> _Passage to read_

I just pushed a long-awaited update to version 2.5, with some new features and bug fixes, among others:

More examples on these new features will follow soon.

Please also update your code to 2.5, thanks!

borissmidt commented 7 years ago

Hey i tried upgrading to 2.5, but it seems that it is unable to resolve the library, i also tried 2.5.0 but neither did work. It seems that version 2.1.2 was only in my local cache and cannot be resolved.

The sbt build used:

resolvers ++= Seq(
  "internetarchive" at "http://builds.archive.org/maven2"
)
lazy val dependencies = Seq(
  "org.apache.hadoop" % "hadoop-client" % "2.7.3" % "provided"
  ,"de.l3s" % "archivespark" % "2.5" % "provided"
  ,"org.apache.spark" %% "spark-core" % sparkVersion % "provided"
  ,"org.json4s" %% "json4s-native" % "3.2.11"
)
lazy val testDependencies = Seq(
  "org.scalatest" %% "scalatest" % "3.0.0" % "test"
  ,"org.scalactic" %% "scalactic" % "3.0.0" % "test"
)
libraryDependencies ++= dependencies ++ testDependencies
borissmidt commented 7 years ago

Sorry i simes that i forgot to add %% :)

helgeho commented 7 years ago

Done, 2.5 is now available on Maven Central:

libraryDependencies += "com.github.helgeho" %% "archivespark" % "2.5"
helgeho commented 6 years ago

Hi Boris, I just pushed our new documentation: https://github.com/helgeho/ArchiveSpark/blob/master/docs/README.md

This also includes a link to your DataSpec: https://github.com/helgeho/ArchiveSpark/blob/master/docs/DataSpecs.md

borissmidt commented 6 years ago

Thank you, but i havn't updated to the latest version yet, i might do it when i find the time.

helgeho commented 6 years ago

This should not be an issue as the DataSpec API has not changed since 2.5, and as you have defined ArchiveSpark as provided in your build.sbt, using it with a newer version of ArchiveSpark will just work I guess (not tested though).

Best, Helge

> _Excerpted data_
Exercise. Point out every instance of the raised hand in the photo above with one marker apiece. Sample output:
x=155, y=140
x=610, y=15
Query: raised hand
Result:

> _Exercise_
Reproduce the ArchiveSpark update thread word for word, starting with "This also includes" and going on through "(not tested though).". The entries have no connection to the ArchiveSpark update thread.

> _The result_
This also includes a link to your DataSpec: https://github.com/helgeho/ArchiveSpark/blob/master/docs/DataSpecs.md

borissmidt commented 6 years ago

Thank you, but i havn't updated to the latest version yet, i might do it when i find the time.

helgeho commented 6 years ago

This should not be an issue as the DataSpec API has not changed since 2.5, and as you have defined ArchiveSpark as provided in your build.sbt, using it with a newer version of ArchiveSpark will just work I guess (not tested though).